Point placement records

★ ★ ★ ★ ★

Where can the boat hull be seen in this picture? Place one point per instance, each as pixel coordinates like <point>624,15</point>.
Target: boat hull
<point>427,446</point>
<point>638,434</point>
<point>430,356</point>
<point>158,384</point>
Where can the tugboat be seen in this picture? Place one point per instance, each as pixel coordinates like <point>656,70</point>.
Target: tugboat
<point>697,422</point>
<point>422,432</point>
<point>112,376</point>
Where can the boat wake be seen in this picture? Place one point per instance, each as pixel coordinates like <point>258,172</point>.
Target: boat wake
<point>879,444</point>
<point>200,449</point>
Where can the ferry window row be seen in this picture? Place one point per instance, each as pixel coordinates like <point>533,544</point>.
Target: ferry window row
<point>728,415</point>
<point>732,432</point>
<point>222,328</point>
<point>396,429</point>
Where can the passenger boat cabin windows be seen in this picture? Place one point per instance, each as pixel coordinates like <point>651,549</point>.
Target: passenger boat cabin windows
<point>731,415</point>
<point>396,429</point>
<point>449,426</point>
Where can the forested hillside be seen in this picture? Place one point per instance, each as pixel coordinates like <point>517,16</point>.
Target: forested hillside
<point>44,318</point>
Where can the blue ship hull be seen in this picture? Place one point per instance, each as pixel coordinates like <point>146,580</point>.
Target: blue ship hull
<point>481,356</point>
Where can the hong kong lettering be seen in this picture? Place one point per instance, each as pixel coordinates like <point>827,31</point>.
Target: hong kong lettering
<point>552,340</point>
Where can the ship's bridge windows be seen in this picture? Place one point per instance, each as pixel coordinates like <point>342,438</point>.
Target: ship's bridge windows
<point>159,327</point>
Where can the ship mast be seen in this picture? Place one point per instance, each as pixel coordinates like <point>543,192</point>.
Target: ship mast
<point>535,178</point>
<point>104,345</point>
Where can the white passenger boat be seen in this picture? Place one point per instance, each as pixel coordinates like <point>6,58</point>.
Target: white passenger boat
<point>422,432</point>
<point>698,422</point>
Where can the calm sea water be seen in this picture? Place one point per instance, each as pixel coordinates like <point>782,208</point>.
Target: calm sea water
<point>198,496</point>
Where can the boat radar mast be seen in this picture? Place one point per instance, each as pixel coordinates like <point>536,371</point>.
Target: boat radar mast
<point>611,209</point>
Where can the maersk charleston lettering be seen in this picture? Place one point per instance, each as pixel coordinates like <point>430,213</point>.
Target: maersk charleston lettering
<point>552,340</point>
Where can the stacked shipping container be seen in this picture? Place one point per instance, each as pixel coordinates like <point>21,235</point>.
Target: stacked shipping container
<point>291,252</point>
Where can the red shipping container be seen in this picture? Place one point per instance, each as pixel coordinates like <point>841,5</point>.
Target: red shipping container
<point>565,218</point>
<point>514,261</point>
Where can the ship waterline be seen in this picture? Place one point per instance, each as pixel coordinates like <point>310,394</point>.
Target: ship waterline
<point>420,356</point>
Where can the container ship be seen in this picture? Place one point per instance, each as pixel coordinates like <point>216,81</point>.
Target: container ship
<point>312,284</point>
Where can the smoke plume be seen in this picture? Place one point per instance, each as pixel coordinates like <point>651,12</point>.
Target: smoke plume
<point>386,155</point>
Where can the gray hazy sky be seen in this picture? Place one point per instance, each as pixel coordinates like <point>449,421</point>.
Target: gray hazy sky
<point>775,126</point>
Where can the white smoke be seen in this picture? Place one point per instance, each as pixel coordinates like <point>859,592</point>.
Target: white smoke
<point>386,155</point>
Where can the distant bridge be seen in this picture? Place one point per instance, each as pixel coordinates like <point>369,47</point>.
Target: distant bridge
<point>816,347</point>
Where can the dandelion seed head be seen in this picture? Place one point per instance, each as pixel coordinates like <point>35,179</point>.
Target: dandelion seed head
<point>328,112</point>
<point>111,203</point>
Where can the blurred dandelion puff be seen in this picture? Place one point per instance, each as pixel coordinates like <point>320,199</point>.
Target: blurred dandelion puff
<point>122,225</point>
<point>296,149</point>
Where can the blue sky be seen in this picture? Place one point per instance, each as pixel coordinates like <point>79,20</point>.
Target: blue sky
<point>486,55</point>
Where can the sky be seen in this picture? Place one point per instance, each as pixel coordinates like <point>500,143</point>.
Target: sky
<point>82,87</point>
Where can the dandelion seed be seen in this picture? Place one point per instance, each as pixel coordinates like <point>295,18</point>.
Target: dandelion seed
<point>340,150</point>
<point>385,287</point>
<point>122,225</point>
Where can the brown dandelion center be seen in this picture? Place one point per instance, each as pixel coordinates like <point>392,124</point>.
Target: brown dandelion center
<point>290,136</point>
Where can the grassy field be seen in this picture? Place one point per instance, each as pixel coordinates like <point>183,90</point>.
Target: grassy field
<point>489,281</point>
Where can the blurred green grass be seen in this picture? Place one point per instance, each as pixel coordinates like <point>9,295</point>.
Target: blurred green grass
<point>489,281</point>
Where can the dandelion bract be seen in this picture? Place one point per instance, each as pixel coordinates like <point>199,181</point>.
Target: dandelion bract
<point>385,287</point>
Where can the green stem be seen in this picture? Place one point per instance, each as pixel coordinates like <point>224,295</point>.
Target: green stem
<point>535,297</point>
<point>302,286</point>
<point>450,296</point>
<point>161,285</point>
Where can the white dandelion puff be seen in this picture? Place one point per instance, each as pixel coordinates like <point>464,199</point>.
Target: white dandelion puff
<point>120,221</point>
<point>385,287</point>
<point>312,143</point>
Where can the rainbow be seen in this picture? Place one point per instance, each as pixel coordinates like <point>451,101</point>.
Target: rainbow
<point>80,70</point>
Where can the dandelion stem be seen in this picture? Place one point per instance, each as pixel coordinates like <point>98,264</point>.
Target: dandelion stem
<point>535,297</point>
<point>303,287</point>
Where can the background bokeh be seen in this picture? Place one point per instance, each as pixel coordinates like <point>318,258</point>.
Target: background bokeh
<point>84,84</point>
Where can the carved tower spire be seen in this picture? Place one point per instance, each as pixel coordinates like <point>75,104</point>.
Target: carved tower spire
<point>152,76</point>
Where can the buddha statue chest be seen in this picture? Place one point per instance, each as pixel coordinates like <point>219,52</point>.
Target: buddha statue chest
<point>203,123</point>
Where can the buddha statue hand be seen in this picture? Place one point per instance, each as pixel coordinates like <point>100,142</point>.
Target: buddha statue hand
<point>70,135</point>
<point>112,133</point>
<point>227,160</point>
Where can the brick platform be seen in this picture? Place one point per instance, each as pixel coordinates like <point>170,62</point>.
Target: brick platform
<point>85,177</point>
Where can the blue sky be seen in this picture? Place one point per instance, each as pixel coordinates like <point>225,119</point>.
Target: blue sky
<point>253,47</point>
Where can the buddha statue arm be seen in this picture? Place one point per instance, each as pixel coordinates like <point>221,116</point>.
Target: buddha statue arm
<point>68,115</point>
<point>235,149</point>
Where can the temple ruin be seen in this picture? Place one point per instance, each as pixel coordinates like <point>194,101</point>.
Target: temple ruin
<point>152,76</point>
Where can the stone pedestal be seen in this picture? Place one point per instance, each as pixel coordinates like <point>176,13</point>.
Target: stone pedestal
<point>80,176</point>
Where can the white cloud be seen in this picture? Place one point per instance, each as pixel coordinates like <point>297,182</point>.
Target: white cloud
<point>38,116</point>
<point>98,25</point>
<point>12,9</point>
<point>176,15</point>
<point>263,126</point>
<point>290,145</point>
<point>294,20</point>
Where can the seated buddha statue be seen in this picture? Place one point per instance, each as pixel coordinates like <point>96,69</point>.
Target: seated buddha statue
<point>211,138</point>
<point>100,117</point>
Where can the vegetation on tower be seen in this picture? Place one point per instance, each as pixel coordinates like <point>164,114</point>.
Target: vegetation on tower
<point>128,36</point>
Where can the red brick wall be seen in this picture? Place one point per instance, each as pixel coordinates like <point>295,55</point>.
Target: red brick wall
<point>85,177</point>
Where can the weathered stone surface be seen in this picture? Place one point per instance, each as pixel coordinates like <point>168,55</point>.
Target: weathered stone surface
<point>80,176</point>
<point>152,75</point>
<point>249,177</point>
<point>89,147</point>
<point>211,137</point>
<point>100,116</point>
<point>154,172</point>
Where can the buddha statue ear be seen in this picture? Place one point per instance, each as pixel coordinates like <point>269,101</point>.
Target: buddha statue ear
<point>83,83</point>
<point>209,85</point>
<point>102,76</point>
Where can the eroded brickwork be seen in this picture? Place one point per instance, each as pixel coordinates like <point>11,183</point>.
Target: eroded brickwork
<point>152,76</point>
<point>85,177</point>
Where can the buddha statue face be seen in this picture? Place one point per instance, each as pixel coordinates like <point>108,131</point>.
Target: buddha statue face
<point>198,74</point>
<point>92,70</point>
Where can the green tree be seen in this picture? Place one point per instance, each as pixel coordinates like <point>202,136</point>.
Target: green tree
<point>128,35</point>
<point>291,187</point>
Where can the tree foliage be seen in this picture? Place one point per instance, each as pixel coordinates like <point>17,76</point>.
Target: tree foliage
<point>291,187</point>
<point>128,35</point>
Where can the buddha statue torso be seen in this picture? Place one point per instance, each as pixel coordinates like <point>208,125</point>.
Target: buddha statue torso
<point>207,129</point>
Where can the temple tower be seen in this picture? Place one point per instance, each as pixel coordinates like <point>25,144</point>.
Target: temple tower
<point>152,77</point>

★ ★ ★ ★ ★

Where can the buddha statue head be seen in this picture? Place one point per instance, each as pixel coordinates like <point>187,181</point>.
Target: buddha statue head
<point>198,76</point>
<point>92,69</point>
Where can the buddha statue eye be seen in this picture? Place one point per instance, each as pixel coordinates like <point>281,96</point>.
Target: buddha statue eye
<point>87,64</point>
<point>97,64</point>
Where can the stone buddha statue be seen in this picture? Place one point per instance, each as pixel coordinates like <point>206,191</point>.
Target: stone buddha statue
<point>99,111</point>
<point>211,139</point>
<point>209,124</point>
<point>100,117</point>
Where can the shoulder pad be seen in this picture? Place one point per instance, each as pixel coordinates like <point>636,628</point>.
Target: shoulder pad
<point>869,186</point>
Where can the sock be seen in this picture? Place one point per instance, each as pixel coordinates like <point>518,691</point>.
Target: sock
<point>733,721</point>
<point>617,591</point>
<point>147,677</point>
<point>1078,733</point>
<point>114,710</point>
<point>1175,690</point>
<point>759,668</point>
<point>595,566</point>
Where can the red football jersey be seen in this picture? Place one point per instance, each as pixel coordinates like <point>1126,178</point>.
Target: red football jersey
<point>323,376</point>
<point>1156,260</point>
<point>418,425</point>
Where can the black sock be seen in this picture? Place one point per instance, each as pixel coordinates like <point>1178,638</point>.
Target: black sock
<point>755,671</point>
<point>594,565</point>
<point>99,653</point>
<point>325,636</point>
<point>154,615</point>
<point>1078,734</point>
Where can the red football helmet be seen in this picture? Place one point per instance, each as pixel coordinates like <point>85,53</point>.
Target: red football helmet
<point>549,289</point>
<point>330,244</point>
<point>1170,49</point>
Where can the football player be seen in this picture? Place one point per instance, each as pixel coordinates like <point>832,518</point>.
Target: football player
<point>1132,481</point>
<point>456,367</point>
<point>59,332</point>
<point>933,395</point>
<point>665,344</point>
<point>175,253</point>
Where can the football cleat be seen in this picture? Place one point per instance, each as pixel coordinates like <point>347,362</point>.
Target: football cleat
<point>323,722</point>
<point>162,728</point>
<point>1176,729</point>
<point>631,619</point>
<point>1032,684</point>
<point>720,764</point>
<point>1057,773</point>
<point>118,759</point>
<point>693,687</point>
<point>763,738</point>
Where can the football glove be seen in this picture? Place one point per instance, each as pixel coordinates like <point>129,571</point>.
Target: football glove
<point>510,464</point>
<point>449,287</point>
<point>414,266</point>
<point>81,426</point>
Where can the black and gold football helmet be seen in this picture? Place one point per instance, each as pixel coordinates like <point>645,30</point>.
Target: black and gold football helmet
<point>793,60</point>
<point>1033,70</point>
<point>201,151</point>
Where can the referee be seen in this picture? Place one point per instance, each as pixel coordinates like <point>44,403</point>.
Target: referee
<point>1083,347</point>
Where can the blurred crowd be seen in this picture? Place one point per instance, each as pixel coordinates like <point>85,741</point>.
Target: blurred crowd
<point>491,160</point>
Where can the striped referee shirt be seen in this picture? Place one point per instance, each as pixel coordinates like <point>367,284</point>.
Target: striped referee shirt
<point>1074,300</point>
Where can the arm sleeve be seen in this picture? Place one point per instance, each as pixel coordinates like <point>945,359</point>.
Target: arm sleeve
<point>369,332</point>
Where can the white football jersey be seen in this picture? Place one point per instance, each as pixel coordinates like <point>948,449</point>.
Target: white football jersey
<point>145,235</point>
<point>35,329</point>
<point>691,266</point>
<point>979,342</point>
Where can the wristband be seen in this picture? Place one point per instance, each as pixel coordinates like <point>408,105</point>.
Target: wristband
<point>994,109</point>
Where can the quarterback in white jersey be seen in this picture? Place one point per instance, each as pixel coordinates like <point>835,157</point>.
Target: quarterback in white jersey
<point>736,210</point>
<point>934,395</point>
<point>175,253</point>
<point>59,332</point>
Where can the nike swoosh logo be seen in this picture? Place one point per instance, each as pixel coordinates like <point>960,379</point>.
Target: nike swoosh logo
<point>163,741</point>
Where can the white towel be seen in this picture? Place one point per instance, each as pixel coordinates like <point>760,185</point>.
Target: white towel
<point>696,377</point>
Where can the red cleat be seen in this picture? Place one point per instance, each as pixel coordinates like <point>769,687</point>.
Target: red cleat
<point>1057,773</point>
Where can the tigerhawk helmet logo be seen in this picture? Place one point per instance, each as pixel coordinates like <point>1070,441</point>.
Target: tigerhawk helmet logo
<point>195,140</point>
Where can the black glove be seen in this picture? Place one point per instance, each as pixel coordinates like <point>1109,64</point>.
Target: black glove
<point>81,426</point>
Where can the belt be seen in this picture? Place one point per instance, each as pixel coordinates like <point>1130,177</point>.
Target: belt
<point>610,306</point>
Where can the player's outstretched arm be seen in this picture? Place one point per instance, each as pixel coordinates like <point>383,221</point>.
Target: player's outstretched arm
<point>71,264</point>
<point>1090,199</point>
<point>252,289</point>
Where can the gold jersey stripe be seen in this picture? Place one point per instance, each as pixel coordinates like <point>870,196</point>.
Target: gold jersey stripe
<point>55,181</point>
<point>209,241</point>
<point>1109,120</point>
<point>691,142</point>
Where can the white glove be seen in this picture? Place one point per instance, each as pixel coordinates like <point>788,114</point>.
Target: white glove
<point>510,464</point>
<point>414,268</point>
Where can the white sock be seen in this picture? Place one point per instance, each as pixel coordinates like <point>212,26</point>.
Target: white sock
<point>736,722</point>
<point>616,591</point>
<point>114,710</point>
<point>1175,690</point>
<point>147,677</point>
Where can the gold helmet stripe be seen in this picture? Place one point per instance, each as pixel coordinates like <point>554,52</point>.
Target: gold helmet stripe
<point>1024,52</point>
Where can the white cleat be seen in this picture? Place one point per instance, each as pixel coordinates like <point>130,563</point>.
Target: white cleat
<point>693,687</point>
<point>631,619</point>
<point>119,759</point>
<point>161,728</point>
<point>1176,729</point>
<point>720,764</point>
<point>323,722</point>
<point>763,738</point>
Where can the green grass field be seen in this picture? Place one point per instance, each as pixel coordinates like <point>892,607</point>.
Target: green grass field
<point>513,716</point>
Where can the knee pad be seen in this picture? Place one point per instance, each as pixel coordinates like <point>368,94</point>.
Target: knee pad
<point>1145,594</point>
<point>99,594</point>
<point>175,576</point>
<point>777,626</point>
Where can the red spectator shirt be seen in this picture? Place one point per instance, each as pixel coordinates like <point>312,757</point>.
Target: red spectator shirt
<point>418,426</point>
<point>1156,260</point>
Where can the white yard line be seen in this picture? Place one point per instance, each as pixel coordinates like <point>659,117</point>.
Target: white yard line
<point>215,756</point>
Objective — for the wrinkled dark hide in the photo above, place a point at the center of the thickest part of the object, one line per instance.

★ ★ ★ ★ ★

▶ [Goal] Write out the data again from the line with "Where can the nike" to the line with "<point>696,377</point>", with -34 added to every number in the answer coordinates and the rest kept unchanged.

▶ [Finished answer]
Where can the nike swoosh logo be seen in this picture? Place one point per instance, each as pixel coordinates like <point>960,379</point>.
Target: nike swoosh logo
<point>129,707</point>
Where can the white towel be seen in this picture? Place one point per instance, each as pixel coordinates like <point>760,185</point>.
Target: white towel
<point>662,343</point>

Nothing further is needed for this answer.